» ENTRIES PROVIDED:

********************

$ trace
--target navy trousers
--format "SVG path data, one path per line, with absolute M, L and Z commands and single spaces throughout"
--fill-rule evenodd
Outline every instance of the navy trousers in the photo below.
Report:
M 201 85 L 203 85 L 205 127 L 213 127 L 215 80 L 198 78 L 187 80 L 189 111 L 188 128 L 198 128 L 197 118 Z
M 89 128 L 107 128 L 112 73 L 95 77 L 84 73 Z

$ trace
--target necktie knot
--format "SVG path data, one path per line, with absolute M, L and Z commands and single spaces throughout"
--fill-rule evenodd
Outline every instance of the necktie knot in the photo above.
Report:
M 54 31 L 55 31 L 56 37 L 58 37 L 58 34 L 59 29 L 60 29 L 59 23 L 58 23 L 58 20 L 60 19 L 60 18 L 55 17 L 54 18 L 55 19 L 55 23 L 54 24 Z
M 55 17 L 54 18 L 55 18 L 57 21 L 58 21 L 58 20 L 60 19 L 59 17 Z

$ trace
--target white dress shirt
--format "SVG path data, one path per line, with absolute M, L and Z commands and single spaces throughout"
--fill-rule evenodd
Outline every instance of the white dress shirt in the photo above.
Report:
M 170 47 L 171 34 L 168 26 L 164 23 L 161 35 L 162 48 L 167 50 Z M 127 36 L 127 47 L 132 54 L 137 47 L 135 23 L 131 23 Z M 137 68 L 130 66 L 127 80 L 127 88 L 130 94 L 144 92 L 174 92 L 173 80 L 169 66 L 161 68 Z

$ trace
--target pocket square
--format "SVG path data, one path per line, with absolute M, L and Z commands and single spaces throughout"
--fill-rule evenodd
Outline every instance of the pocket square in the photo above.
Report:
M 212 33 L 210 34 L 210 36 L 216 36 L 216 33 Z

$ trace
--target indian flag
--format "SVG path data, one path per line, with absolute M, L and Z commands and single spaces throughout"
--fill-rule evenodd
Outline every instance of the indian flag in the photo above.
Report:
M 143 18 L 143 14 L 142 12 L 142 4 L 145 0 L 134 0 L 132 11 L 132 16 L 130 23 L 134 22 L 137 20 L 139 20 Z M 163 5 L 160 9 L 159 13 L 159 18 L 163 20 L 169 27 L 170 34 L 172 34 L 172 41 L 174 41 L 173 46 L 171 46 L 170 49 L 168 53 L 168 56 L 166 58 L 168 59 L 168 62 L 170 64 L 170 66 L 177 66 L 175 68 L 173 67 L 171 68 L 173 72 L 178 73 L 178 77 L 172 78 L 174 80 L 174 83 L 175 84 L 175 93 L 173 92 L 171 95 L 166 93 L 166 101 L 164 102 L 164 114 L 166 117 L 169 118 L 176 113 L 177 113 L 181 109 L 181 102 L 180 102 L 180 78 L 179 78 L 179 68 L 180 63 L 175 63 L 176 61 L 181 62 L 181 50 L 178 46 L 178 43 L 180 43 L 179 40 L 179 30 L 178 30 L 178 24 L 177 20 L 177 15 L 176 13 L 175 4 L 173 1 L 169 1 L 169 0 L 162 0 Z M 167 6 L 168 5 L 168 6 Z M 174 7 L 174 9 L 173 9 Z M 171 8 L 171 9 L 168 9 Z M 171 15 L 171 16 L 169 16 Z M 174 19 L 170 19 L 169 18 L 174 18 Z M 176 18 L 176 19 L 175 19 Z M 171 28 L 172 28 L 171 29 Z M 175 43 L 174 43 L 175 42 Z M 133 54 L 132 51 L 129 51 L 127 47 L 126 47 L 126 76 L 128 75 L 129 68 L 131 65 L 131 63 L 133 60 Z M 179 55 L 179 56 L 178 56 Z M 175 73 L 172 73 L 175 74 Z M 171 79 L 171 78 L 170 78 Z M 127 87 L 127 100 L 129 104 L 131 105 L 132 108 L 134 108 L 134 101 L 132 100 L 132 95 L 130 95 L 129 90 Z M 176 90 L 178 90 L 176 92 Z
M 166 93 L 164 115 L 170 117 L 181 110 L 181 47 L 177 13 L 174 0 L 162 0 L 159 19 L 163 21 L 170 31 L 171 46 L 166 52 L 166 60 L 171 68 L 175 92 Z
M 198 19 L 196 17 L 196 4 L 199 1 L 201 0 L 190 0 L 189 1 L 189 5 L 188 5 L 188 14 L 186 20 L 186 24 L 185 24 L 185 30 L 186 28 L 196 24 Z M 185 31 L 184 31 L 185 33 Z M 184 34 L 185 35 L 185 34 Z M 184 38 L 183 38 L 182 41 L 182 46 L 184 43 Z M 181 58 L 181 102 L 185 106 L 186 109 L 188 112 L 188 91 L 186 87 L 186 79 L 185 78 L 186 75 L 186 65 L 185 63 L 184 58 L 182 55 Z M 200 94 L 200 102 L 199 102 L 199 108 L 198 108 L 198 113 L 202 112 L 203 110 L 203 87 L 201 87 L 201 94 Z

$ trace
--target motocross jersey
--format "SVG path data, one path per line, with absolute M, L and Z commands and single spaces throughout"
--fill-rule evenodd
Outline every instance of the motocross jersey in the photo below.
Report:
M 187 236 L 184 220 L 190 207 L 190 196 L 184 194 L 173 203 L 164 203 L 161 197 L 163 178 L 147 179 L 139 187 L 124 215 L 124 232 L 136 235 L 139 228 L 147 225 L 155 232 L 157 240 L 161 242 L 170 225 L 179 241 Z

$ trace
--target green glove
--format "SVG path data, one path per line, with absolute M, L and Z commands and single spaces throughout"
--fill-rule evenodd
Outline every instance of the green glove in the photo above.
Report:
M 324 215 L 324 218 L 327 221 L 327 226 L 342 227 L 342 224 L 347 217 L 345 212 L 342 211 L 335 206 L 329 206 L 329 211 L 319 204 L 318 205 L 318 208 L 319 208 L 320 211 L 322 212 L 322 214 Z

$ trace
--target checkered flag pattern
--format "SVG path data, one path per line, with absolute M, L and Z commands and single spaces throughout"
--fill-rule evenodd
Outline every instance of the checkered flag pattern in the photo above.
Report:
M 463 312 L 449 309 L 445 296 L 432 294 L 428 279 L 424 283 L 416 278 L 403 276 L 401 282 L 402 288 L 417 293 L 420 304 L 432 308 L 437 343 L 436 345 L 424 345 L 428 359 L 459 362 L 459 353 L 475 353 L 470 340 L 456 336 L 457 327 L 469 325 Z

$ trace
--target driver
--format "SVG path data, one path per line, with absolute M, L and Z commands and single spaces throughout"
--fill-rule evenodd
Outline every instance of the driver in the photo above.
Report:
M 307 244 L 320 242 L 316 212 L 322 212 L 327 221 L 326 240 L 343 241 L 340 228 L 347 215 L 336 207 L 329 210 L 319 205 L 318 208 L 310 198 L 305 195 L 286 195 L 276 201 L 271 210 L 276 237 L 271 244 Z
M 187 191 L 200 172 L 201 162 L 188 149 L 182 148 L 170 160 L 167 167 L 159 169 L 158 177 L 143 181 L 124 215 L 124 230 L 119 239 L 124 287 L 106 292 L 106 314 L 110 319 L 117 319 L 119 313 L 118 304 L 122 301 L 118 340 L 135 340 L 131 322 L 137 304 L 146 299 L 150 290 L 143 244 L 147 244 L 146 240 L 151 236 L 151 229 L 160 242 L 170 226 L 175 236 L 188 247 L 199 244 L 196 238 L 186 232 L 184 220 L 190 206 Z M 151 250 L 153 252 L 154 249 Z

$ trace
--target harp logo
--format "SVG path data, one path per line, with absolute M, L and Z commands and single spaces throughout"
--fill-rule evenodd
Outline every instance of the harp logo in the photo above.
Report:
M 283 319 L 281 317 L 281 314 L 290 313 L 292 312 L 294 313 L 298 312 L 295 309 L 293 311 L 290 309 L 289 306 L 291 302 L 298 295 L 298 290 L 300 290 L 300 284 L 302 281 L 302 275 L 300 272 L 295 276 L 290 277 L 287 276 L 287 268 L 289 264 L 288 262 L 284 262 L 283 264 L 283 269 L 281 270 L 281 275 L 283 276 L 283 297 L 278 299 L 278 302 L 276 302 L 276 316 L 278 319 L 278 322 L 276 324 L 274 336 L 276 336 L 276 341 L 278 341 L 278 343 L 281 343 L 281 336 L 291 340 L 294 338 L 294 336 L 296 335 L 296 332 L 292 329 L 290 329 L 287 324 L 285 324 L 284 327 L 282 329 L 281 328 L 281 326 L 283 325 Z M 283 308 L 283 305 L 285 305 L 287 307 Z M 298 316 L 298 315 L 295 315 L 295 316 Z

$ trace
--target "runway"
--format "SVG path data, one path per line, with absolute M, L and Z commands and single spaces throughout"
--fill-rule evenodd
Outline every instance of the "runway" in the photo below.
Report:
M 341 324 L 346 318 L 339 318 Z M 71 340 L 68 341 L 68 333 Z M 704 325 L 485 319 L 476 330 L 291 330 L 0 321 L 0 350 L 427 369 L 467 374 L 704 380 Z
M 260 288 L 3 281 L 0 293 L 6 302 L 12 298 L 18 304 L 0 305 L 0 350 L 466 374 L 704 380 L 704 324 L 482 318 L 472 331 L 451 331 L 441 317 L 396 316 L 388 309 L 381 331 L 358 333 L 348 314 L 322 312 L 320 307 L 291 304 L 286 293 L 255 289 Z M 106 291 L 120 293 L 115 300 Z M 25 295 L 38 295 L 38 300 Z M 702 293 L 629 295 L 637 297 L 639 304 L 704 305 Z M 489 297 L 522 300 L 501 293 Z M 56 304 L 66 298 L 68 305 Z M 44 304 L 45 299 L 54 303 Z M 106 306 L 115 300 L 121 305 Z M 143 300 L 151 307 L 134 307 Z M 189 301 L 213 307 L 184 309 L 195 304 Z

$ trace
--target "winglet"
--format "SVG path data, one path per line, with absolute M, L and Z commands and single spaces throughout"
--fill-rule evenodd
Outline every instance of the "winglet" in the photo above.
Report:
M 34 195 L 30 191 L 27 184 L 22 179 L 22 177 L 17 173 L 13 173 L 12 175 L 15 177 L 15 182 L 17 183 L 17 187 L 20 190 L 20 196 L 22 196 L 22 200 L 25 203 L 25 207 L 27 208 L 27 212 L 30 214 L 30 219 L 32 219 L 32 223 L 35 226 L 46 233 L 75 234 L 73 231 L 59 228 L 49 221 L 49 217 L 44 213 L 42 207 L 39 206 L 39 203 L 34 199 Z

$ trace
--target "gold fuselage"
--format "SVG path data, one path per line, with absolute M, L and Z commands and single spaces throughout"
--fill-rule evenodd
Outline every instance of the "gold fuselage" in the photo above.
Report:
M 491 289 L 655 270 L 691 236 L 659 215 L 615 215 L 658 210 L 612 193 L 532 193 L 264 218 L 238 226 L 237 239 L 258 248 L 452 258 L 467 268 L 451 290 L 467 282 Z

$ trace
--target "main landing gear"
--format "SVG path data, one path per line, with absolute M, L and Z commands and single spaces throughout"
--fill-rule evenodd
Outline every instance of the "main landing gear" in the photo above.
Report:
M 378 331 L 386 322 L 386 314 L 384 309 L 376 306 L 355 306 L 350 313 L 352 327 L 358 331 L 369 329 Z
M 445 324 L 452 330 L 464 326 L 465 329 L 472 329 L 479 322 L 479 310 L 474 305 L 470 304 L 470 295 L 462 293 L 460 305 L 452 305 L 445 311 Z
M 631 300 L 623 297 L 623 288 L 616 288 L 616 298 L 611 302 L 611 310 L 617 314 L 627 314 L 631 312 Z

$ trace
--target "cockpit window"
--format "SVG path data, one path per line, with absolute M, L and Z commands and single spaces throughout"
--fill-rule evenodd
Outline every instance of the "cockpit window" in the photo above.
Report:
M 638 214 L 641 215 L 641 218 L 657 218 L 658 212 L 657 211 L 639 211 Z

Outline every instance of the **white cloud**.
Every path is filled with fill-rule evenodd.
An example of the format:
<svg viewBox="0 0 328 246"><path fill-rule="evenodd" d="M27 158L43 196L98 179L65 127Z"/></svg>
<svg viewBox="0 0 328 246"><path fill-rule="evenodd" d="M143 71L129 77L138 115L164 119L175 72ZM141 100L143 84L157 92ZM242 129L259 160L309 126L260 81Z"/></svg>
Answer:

********************

» TO DO: Please reproduce the records from the start through the line containing "M 89 128 L 107 128 L 112 73 L 95 77 L 84 73 Z", including both ends.

» RESULT:
$ trace
--target navy trousers
--format "SVG path data, one path per line, with absolute M, L and Z commands and single spaces throughout"
--fill-rule evenodd
Outline every instance of the navy trousers in the photo below.
Report:
M 201 85 L 203 85 L 205 127 L 213 127 L 215 80 L 198 78 L 187 80 L 189 111 L 188 128 L 198 128 L 197 118 Z
M 89 128 L 107 128 L 112 73 L 95 77 L 84 73 Z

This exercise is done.